**Task to carry out**
Rewrite the passage on neonatal nurse practitioner programs starting at "Master of Science" and ending at "these programs below.", putting "clinical rotations" in place of "clinical hours".

**Text under study**
Master of Science in Nursing (MSN) degree programs with a focus or major in neonatal nurse practitioner are available in on-campus and online formats and may be taken full- or part-time. These degree programs require clinical hours and prepare students for careers as neonatal nurse practitioners (NNPs). Here we discuss this degree program more in depth.
Information for MSN Neonatal Nurse Practitioner Programs
Most MSN Neonatal Nurse Practitioner programs require clinical hours and practicum experiences at healthcare facilities. Online programs may also require on-site visits for simulations and hands-on learning. Learn more about some of the common courses for these programs below.
Students are typically required to take a course in advanced pathophysiology that builds on their background in human anatomy and physiology. Students study pathophysiologic processes and their effects on different body systems. These courses often include a thorough overview of research in the subject and help prepare students for advanced clinical assessments.
Advanced Neonatal Health Assessment
Courses in advanced neonatal health assessment equip students with the necessary clinical skills to interpret diagnostic test results, record health histories, complete physical examinations and more. Some of these courses include hands-on learning via clinical hours. Students can practice making assessments in nurseries and neonatal intensive care units.

(Natural-language object grounding data)

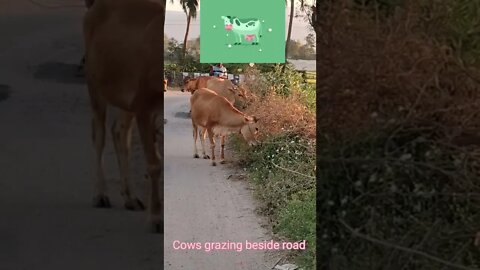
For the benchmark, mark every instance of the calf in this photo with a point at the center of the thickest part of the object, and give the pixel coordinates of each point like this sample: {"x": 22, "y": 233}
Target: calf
{"x": 227, "y": 89}
{"x": 192, "y": 84}
{"x": 217, "y": 116}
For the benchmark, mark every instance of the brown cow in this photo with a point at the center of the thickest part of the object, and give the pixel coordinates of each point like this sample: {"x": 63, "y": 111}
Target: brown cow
{"x": 217, "y": 116}
{"x": 227, "y": 89}
{"x": 124, "y": 63}
{"x": 192, "y": 84}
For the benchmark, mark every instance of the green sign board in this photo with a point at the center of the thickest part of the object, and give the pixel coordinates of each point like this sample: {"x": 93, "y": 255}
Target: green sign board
{"x": 242, "y": 31}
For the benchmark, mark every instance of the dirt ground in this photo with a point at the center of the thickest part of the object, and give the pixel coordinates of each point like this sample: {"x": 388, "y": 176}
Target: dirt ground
{"x": 46, "y": 165}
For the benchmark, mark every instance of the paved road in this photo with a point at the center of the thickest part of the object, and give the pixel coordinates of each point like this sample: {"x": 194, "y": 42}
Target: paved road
{"x": 46, "y": 164}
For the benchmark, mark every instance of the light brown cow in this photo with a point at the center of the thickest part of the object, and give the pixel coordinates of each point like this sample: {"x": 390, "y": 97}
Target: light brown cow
{"x": 124, "y": 63}
{"x": 217, "y": 116}
{"x": 227, "y": 89}
{"x": 192, "y": 84}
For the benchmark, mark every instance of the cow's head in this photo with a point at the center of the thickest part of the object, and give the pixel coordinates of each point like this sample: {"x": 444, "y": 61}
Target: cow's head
{"x": 189, "y": 84}
{"x": 250, "y": 130}
{"x": 228, "y": 21}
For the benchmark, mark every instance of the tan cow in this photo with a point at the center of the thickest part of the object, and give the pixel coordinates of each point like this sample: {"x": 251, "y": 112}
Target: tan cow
{"x": 227, "y": 89}
{"x": 124, "y": 63}
{"x": 192, "y": 84}
{"x": 217, "y": 116}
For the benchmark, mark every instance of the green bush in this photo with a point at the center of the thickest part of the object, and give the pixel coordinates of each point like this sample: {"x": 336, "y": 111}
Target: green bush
{"x": 283, "y": 171}
{"x": 297, "y": 221}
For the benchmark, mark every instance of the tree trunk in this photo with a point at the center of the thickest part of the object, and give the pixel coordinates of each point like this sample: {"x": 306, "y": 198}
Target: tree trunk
{"x": 289, "y": 33}
{"x": 189, "y": 16}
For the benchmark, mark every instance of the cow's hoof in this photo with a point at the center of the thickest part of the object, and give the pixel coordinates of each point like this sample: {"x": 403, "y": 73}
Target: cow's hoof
{"x": 101, "y": 201}
{"x": 157, "y": 228}
{"x": 156, "y": 224}
{"x": 134, "y": 204}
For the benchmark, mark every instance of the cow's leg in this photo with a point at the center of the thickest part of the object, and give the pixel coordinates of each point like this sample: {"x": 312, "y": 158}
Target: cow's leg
{"x": 122, "y": 137}
{"x": 195, "y": 136}
{"x": 154, "y": 160}
{"x": 222, "y": 156}
{"x": 99, "y": 109}
{"x": 212, "y": 145}
{"x": 203, "y": 134}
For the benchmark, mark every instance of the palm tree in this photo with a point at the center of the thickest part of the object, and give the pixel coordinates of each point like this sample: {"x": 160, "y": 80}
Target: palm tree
{"x": 290, "y": 23}
{"x": 190, "y": 9}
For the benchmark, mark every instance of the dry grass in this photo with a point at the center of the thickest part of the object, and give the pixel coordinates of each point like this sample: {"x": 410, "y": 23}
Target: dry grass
{"x": 283, "y": 115}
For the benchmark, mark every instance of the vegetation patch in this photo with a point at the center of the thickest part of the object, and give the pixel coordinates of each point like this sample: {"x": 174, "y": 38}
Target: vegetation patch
{"x": 282, "y": 168}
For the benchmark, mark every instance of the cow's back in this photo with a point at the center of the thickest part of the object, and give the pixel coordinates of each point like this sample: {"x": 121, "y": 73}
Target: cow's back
{"x": 209, "y": 108}
{"x": 122, "y": 50}
{"x": 202, "y": 81}
{"x": 221, "y": 88}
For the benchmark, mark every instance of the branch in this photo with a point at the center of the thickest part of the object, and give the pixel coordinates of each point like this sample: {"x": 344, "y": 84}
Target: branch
{"x": 55, "y": 6}
{"x": 405, "y": 249}
{"x": 288, "y": 170}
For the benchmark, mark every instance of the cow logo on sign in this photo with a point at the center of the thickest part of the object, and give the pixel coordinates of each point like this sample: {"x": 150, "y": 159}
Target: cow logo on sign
{"x": 243, "y": 30}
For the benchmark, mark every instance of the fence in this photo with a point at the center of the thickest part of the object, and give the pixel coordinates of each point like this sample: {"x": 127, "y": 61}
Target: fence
{"x": 176, "y": 78}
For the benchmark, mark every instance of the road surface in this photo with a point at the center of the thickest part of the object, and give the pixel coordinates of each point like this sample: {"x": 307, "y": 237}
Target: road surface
{"x": 46, "y": 165}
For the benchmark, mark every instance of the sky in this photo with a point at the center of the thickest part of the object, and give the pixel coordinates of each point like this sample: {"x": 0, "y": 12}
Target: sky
{"x": 175, "y": 23}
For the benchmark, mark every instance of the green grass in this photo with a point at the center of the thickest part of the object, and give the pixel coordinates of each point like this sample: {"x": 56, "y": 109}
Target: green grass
{"x": 282, "y": 170}
{"x": 297, "y": 221}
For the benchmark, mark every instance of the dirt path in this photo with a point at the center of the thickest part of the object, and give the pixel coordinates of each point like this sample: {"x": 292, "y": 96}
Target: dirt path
{"x": 202, "y": 205}
{"x": 46, "y": 165}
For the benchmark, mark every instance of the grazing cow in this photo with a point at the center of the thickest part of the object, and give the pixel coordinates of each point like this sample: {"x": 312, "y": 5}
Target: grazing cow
{"x": 227, "y": 89}
{"x": 248, "y": 29}
{"x": 217, "y": 116}
{"x": 192, "y": 84}
{"x": 123, "y": 64}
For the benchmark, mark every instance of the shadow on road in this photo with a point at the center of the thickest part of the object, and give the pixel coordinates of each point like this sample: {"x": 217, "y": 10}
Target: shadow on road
{"x": 4, "y": 92}
{"x": 59, "y": 72}
{"x": 184, "y": 115}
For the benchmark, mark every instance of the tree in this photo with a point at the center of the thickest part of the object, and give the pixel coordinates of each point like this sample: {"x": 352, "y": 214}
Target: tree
{"x": 190, "y": 9}
{"x": 290, "y": 23}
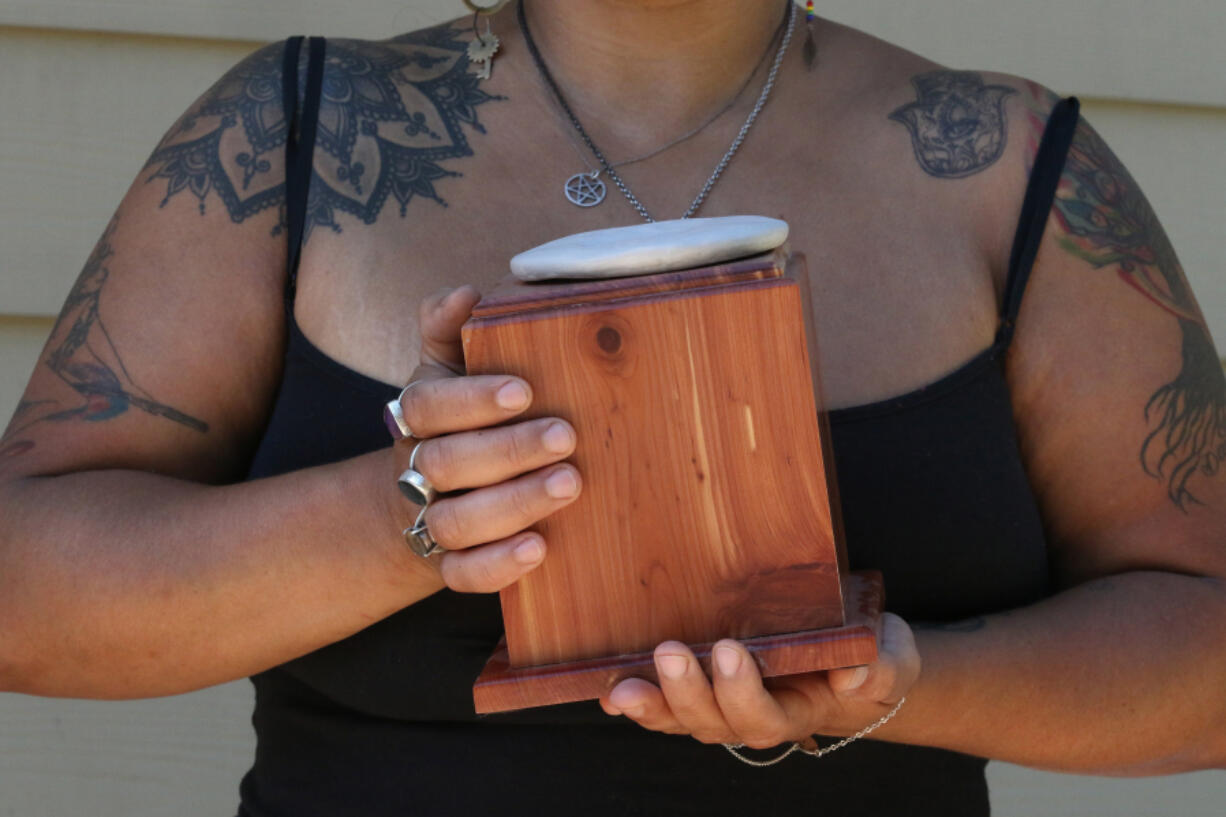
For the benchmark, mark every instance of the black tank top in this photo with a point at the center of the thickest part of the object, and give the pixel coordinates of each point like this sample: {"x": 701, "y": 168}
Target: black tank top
{"x": 933, "y": 494}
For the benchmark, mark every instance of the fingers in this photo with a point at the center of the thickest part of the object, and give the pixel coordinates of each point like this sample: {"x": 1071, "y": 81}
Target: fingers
{"x": 493, "y": 567}
{"x": 440, "y": 317}
{"x": 689, "y": 696}
{"x": 890, "y": 676}
{"x": 499, "y": 510}
{"x": 486, "y": 456}
{"x": 752, "y": 713}
{"x": 444, "y": 405}
{"x": 737, "y": 709}
{"x": 644, "y": 703}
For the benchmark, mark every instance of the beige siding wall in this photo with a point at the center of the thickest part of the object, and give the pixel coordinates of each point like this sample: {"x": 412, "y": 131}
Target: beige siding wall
{"x": 90, "y": 85}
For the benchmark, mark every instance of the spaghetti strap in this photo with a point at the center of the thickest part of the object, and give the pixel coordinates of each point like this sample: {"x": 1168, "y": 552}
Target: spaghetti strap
{"x": 1035, "y": 207}
{"x": 299, "y": 145}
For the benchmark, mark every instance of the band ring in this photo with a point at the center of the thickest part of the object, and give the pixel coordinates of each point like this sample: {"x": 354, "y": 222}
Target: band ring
{"x": 419, "y": 540}
{"x": 415, "y": 485}
{"x": 493, "y": 7}
{"x": 394, "y": 416}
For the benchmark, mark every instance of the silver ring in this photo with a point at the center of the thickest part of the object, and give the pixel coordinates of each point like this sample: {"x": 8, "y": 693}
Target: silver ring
{"x": 419, "y": 540}
{"x": 394, "y": 416}
{"x": 415, "y": 485}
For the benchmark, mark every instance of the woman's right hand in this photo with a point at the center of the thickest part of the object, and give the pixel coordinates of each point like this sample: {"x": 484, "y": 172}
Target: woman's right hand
{"x": 506, "y": 476}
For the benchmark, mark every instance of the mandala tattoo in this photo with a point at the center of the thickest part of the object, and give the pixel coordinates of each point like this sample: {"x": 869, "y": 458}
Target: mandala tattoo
{"x": 390, "y": 114}
{"x": 958, "y": 125}
{"x": 86, "y": 358}
{"x": 1108, "y": 223}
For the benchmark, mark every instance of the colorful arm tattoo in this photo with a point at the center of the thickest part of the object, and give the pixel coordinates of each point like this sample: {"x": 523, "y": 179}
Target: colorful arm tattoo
{"x": 1108, "y": 223}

**Written response**
Master of Science in Nursing (MSN) degree programs with a focus or major in neonatal nurse practitioner are available in on-campus and online formats and may be taken full- or part-time. These degree programs require clinical rotations and prepare students for careers as neonatal nurse practitioners (NNPs). Here we discuss this degree program more in depth.
Information for MSN Neonatal Nurse Practitioner Programs
Most MSN Neonatal Nurse Practitioner programs require clinical rotations and practicum experiences at healthcare facilities. Online programs may also require on-site visits for simulations and hands-on learning. Learn more about some of the common courses for these programs below.